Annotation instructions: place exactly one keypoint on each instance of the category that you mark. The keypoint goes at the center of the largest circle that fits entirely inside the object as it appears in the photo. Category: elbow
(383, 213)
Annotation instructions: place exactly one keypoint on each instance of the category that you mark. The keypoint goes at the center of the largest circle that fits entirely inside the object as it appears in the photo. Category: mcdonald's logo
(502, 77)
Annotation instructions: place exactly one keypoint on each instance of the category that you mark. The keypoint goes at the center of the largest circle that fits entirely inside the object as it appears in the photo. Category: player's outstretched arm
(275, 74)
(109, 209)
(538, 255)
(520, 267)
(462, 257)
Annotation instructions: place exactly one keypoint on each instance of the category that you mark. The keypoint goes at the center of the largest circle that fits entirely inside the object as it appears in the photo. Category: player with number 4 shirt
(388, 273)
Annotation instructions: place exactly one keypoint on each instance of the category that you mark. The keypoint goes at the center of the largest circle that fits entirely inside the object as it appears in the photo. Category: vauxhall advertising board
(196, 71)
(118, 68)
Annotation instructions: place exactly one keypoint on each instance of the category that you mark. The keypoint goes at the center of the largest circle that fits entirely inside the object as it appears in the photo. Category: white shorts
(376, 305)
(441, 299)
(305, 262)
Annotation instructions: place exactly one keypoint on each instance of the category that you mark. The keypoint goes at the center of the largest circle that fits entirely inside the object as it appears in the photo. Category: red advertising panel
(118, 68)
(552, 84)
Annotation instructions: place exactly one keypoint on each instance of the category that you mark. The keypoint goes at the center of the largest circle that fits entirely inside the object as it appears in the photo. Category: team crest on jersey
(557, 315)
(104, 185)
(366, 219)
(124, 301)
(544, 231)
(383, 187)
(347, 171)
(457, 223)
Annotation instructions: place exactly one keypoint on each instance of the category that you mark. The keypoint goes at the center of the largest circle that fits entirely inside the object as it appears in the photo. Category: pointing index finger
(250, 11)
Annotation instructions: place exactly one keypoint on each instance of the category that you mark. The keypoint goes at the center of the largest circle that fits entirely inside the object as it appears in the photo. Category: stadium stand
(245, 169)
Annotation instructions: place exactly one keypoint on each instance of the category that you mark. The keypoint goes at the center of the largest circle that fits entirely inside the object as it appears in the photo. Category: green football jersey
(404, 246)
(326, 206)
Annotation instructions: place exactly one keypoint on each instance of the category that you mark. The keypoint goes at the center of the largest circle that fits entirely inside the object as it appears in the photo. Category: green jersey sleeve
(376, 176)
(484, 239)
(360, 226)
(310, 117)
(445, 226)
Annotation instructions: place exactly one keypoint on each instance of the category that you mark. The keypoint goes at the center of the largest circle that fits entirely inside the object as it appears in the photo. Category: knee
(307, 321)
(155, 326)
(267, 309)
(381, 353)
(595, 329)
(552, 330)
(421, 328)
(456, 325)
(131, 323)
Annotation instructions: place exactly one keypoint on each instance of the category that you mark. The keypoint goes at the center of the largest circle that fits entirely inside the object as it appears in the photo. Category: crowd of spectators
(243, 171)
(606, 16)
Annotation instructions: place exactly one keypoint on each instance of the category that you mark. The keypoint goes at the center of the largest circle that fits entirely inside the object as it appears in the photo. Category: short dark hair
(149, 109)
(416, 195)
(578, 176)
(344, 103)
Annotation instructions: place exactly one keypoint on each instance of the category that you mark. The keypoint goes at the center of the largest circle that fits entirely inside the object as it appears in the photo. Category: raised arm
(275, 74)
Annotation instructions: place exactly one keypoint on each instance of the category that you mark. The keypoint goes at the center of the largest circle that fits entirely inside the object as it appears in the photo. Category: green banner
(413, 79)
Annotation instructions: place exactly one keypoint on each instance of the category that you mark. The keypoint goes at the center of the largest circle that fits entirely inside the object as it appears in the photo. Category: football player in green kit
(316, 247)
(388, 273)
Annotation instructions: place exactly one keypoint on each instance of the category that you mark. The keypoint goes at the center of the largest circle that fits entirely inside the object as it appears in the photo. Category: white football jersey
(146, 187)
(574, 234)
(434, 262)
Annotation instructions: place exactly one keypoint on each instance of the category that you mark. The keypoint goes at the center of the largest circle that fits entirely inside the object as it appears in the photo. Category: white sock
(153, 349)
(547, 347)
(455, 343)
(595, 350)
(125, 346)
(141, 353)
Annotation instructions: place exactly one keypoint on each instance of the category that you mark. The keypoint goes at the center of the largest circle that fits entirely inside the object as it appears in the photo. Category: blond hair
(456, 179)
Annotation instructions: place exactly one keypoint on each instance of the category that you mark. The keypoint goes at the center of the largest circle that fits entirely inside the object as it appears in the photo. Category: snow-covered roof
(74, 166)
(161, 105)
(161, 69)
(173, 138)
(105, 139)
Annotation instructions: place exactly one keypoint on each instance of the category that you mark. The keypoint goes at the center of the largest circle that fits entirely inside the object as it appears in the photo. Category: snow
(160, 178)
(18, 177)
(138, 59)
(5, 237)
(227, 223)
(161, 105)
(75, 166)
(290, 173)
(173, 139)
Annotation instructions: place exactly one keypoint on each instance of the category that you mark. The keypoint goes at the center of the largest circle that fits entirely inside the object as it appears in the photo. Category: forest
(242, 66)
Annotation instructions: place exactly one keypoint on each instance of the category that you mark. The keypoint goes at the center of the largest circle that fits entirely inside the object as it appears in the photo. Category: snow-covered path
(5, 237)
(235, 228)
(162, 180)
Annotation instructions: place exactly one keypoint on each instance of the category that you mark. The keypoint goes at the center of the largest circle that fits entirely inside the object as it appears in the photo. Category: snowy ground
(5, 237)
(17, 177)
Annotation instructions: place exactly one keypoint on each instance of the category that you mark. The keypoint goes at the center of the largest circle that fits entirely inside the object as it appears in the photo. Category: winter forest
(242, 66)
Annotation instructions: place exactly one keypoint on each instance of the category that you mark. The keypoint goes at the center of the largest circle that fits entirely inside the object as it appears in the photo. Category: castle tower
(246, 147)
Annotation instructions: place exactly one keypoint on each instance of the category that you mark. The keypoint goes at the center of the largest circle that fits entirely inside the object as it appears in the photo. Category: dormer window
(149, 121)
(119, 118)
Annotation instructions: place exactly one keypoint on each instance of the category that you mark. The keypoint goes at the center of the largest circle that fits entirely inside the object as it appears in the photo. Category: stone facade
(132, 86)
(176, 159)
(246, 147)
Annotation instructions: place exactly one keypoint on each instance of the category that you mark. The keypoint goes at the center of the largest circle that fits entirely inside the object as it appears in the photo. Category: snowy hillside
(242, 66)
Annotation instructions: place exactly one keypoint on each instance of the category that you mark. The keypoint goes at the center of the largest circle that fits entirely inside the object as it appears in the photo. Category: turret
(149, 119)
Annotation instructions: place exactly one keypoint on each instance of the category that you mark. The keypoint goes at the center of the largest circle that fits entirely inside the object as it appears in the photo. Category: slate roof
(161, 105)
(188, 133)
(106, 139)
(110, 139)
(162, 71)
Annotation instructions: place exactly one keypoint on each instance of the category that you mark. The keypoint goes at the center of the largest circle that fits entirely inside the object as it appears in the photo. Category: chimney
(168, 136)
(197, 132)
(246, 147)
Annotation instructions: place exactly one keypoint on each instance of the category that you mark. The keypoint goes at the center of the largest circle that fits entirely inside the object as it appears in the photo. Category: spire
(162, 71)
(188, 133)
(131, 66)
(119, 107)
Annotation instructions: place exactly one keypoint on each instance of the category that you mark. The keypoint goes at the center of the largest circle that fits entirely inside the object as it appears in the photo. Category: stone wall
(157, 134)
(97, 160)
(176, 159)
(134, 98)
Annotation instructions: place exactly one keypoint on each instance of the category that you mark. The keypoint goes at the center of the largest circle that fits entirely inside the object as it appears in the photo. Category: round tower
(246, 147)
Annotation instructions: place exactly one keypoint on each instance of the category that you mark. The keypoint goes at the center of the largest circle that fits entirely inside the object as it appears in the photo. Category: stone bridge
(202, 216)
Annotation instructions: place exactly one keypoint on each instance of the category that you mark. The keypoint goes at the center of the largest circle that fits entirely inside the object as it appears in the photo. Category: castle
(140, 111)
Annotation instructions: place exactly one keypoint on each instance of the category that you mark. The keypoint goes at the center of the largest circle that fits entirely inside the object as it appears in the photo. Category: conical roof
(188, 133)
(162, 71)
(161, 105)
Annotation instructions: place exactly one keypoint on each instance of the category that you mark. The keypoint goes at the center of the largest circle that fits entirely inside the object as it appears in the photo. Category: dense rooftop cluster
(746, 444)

---

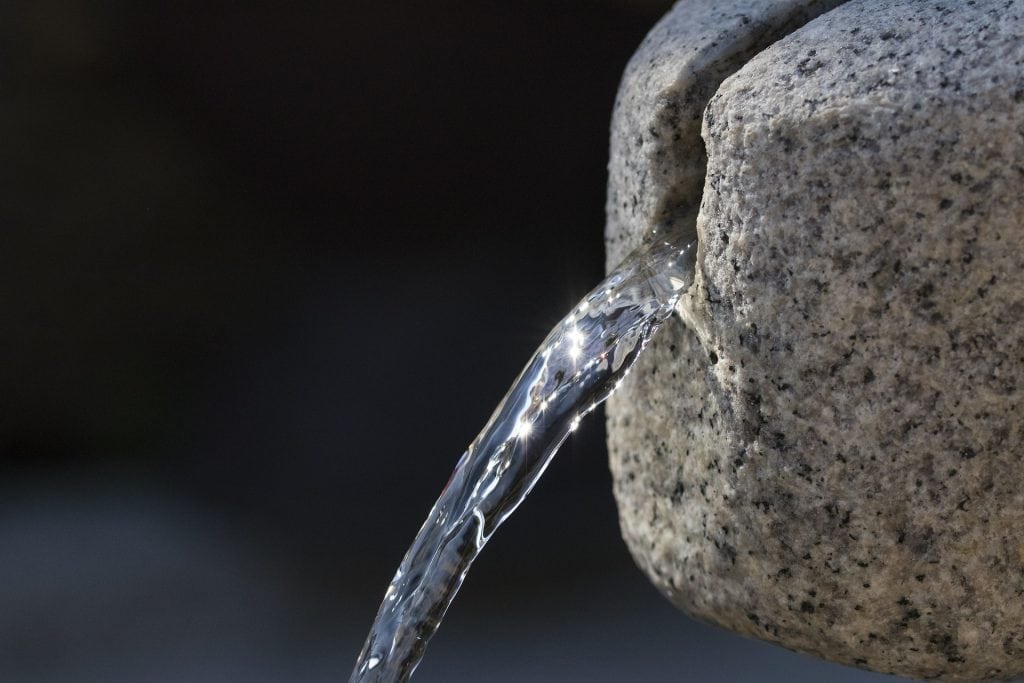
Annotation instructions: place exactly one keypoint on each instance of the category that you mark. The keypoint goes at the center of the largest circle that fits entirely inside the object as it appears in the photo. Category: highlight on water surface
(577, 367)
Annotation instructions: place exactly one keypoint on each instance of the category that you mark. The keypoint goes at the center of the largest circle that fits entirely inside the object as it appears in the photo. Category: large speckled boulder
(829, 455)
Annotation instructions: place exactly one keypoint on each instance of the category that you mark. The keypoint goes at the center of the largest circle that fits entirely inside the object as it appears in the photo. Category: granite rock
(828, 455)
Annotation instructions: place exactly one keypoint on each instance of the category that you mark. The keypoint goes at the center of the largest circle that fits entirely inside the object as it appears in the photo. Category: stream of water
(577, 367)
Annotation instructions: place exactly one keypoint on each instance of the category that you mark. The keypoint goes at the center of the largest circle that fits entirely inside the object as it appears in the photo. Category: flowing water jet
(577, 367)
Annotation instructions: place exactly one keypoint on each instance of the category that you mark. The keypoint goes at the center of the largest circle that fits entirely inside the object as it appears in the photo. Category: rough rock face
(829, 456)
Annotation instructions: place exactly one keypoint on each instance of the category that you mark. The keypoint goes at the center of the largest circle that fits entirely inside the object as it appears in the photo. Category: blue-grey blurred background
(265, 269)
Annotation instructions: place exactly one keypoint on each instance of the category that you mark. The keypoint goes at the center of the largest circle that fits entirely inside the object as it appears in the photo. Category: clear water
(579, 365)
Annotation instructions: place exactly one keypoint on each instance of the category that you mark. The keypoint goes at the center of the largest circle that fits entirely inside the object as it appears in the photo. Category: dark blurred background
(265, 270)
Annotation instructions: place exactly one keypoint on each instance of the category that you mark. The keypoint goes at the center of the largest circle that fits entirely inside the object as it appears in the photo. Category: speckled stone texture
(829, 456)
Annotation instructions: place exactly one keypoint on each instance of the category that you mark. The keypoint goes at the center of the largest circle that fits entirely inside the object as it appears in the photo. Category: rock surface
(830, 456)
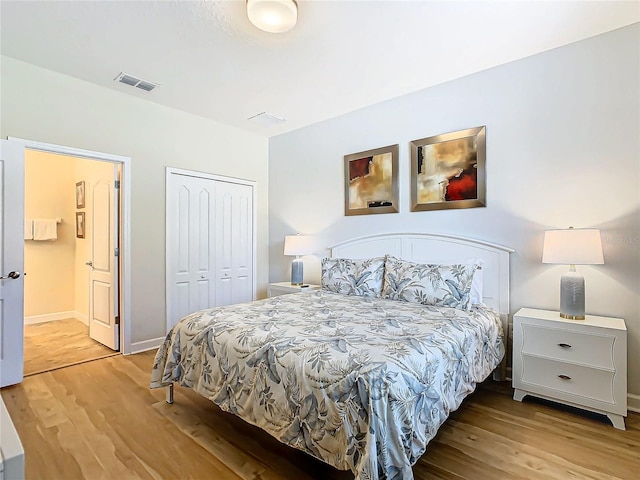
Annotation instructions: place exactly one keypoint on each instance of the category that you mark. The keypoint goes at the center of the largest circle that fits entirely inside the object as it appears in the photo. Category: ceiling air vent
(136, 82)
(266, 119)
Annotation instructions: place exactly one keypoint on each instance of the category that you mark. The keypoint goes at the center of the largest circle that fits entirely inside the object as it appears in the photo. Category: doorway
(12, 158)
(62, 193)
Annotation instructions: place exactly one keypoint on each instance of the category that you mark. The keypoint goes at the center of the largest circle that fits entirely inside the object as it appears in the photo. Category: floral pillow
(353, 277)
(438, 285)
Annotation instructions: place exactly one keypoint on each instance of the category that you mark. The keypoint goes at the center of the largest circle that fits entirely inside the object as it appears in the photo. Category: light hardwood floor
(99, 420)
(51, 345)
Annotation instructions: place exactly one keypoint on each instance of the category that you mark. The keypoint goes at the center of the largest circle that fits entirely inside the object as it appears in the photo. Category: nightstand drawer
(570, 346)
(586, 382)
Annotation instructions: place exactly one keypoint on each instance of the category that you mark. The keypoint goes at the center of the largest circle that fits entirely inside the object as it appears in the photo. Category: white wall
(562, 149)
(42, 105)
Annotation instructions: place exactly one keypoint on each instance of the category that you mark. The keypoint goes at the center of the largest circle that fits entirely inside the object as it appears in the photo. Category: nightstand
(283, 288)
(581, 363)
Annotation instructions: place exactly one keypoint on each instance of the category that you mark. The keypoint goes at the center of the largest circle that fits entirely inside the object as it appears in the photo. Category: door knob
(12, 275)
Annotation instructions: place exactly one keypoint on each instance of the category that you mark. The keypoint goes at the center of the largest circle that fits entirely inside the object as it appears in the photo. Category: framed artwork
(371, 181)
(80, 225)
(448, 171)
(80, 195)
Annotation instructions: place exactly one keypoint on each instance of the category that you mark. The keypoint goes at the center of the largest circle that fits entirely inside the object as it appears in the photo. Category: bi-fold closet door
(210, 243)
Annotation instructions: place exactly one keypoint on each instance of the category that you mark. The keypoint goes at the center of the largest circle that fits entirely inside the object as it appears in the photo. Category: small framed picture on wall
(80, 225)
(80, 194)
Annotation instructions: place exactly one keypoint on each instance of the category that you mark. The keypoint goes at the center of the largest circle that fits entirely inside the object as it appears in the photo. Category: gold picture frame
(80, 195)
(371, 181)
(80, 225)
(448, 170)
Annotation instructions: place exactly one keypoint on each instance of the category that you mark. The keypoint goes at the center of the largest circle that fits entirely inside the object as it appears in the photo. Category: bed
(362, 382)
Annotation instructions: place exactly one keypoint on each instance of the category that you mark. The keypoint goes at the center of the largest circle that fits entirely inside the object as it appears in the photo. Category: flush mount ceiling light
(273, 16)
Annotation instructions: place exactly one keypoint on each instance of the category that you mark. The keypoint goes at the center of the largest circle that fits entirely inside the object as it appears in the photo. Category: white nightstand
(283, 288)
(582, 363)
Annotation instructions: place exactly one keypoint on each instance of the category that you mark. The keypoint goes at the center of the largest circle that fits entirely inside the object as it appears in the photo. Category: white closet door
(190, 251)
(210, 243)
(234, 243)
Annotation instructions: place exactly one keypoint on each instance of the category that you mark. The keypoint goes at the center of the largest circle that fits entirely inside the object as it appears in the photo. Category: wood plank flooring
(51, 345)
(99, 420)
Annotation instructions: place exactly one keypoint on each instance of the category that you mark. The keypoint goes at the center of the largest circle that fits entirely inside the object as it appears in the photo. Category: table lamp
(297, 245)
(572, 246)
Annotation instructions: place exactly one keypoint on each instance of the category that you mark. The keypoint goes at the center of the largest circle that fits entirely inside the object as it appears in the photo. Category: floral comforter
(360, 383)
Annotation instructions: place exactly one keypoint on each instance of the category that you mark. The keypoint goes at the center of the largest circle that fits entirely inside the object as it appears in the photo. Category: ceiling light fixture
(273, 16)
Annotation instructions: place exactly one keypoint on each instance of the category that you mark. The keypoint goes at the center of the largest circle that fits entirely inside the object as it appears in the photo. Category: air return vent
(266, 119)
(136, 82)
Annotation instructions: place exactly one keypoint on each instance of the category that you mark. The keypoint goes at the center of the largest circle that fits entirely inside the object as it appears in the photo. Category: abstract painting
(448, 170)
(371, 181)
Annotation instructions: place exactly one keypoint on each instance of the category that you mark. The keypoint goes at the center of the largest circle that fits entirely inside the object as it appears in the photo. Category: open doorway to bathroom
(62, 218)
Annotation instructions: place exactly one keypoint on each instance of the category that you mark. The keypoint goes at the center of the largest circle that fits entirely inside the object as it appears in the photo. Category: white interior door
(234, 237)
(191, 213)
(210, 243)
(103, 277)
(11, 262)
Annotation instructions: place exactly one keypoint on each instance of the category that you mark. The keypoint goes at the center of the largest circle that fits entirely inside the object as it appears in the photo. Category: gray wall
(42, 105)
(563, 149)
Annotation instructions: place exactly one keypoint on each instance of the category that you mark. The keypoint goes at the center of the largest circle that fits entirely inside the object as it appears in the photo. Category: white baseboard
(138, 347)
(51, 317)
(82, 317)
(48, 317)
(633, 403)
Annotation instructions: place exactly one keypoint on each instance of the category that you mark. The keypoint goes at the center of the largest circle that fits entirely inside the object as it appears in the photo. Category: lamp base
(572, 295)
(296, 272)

--

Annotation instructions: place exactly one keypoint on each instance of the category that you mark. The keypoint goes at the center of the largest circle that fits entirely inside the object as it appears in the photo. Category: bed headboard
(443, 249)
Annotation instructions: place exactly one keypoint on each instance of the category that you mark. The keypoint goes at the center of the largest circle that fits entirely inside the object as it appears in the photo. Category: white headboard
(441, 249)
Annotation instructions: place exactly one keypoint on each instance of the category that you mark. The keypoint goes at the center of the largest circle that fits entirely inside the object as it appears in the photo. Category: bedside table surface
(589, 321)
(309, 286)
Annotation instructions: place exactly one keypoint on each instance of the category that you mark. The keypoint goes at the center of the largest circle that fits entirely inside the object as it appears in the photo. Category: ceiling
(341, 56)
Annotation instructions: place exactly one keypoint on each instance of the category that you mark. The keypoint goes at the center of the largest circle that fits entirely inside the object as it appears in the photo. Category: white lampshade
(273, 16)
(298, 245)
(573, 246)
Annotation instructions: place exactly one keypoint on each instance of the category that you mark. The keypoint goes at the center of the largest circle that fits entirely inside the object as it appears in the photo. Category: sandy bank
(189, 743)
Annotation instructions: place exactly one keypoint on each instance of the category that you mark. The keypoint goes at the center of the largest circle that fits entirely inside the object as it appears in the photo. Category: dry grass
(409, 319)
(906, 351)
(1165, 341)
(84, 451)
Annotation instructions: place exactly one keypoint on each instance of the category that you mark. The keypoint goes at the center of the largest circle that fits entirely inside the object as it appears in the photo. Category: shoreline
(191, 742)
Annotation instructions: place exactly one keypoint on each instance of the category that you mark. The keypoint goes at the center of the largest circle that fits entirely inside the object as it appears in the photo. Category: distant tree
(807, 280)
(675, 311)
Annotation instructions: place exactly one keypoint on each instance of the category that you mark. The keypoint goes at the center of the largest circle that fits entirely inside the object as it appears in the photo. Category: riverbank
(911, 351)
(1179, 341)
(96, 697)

What needs to be done: Please count how many lines in the records above contain the string "castle", treating uppercase and lowercase as different. Give only the number.

The response: 2